- _Direction A_: In the records, switch "innermost" to "central" in the part that opens with the line containing "point: carved wooden cabinet" and closes with the end of the records. Leave everything else unchanged, and give back only that part.

::: Source excerpt :::

They will be simpler, shorter and more direct... and hopefully some
if not all of them will find your support.

First of all, the principal resolution will ask for a "letter of
concern" sent to the appropriate parties by the President of the
Association, recognizing the tragedy of the events of 9/11, and
calling for addressing the root causes of terrorism globally,
suggesting that bombing Afghanistan and talk of further military
actions in other countries will not solve the problems but may
exacerbate them, and stating that librarians stand for the most
peaceful resolution of conflicts within the context of the rule of
law and the Universal Declaration of Human Rights, e.g. the problem
cannot be solved at the cost of "collateral damage" to innocent men,
women and children, the land they inhabit and the infrastructures
which support their societies, nor at the cost of sacrificing the
freedoms here at home enshrined in the Bill of Rights, with special
concern by librarians for those actions which undermine the basis for
the protection of intellectual freedom.

Specific aspects of this latter field of concerns will be dealt with
separately in very brief resolutions.

One will call for expanded collection activity and promotion of
resources giving our patrons a balanced and full range of views of
the roots of the 9/11 terrorist actions, the parties involved, the
response by the US and other governments, the "war on terrorism" and
its global and domestic implications.
There will be one condemning the use or threat of torture in pursuit
of information as the ultimate violation of intellectual freedom, in
keeping with international covenants and US law.

There will be one against secret tribunals as a threat to a system of
justice based on public information and the public's 'right to know'
as well as the rights of the accused which are in part guaranteed by
that public knowledge.

There will be one against the threat of the use of tactical nuclear
weapons in this conflict, something we have explicitly spoken to in
general in ALA policy 50.11.

There will be one --this time again not a resolution, but a
"statement of concern" -- questioning the effect of the
proliferation of flags, banners, slogans, patriotic regalia, stickers
-- beyond the appropriate and respectful display of the colors as
established by law-- as we have seen happening in libraries,
creating an atmosphere of inhibition of free inquiry, of
intimidation, and carrying the implication of partisanship for a
particular policy pursued by an Administration, the so-called "war on
terrorism" which, whether you believe in it or not, is not the
business of libraries to promote.

There will be one on police, intelligence and other government
surveillance in libraries, affirming patrons reasonable expectations
of cionfidentiality, discouraging covert surveillance of patrons
paper and electronic records and activities, against ethnic
profiling, and -- where necessary -- calling for signs to be posted
informing patrons that their activities in the library might be being
observed and recorded by government agencies under the PATRIOT act.

There will be one noting with alarm the attacks on the FOIA and the
PRA which have been carried out in the name of national security.

I am bringing all this (possibly 8 short resolutions) to give Council
a chance to take a stand on some combination of aspects of this
complex state of affairs. I do it with great sadness and a heavy
sense of responsibility, not flippantly or disrespectfully, no less
'unpatriotically,' for reasons I'm sure I share with many of you.

:::

- _Direction B_:
Answer these questions from the excerpt on library resolutions:
(i) What document does the principal resolution ask the President of the Association to send?
(ii) Which ALA policy does the text cite on tactical nuclear weapons?
(iii) How many short resolutions might the writer bring to Council?

::: Data supplied :::

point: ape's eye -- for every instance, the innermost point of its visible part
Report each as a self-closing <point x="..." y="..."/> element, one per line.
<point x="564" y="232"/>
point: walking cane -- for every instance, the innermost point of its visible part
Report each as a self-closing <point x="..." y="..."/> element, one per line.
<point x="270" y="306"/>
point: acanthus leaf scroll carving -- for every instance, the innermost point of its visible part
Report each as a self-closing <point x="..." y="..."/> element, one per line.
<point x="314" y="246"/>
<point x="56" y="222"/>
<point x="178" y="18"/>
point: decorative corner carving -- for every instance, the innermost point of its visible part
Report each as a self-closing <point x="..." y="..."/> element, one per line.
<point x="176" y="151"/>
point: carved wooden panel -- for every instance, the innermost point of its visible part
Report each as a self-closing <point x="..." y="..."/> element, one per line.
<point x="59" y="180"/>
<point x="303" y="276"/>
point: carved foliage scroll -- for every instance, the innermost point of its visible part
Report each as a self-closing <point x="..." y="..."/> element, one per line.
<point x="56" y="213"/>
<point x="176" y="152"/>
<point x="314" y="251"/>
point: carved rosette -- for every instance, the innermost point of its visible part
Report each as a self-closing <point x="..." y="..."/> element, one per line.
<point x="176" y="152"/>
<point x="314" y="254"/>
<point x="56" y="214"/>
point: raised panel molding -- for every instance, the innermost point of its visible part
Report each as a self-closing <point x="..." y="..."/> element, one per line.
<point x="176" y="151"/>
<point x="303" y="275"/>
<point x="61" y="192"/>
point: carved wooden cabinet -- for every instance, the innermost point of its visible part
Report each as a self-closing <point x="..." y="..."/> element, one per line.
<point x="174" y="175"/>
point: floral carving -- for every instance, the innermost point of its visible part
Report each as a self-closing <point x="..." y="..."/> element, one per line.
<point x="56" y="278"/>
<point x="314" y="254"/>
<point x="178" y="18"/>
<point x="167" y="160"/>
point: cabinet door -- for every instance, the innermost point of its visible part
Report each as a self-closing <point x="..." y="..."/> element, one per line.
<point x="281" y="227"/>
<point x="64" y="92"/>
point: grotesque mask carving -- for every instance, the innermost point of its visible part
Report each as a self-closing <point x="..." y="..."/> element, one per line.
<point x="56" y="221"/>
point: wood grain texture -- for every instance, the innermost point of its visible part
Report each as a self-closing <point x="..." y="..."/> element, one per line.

:::

- _Correct answer A_:
point: carved wooden cabinet -- for every instance, the central point of its visible part
Report each as a self-closing <point x="..." y="..."/> element, one per line.
<point x="174" y="175"/>
point: floral carving -- for every instance, the central point of its visible part
Report each as a self-closing <point x="..." y="..."/> element, one per line.
<point x="56" y="278"/>
<point x="314" y="254"/>
<point x="178" y="18"/>
<point x="167" y="160"/>
point: cabinet door -- for every instance, the central point of its visible part
Report each as a self-closing <point x="..." y="..."/> element, one per line.
<point x="281" y="227"/>
<point x="64" y="92"/>
point: grotesque mask carving -- for every instance, the central point of its visible part
Report each as a self-closing <point x="..." y="..."/> element, one per line.
<point x="56" y="221"/>
point: wood grain texture -- for every instance, the central point of its visible part
Report each as a self-closing <point x="..." y="..."/> element, one per line.

- _Correct answer B_:
(i) A "letter of concern"
(ii) ALA policy 50.11
(iii) Possibly 8